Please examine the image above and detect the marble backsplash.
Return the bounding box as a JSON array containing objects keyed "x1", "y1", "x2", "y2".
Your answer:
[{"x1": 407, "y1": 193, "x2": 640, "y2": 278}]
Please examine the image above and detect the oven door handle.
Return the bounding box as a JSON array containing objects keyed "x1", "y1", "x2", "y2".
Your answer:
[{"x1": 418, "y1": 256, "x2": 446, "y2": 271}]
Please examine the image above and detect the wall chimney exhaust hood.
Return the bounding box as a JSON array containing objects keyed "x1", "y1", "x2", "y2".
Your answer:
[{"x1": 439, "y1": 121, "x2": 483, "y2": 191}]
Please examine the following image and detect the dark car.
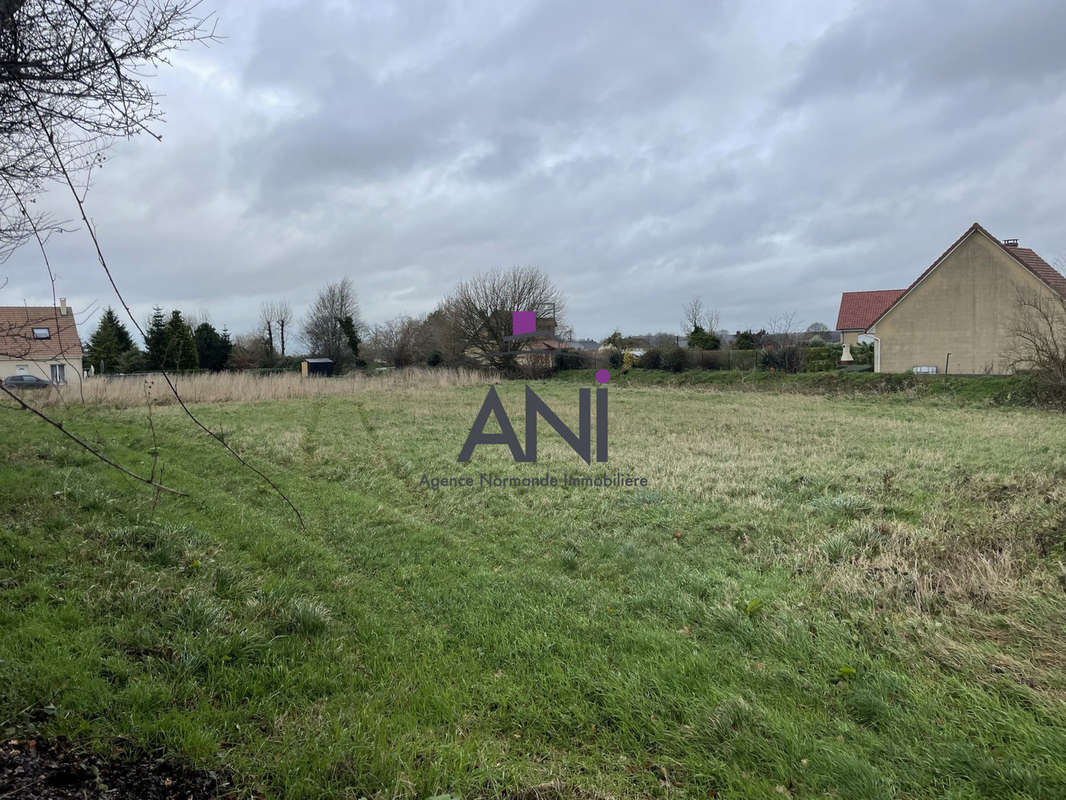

▶ [EXERCISE BRIEF] Every line above that includes the word "examine" must appear in the answer.

▶ [RESPONSE BELOW]
Please examine the image above and detect the marble backsplash.
Please examine the image above and detect the oven door handle.
Please examine the image above and detect the wall chimney exhaust hood.
Please examine the following image and detect the dark car.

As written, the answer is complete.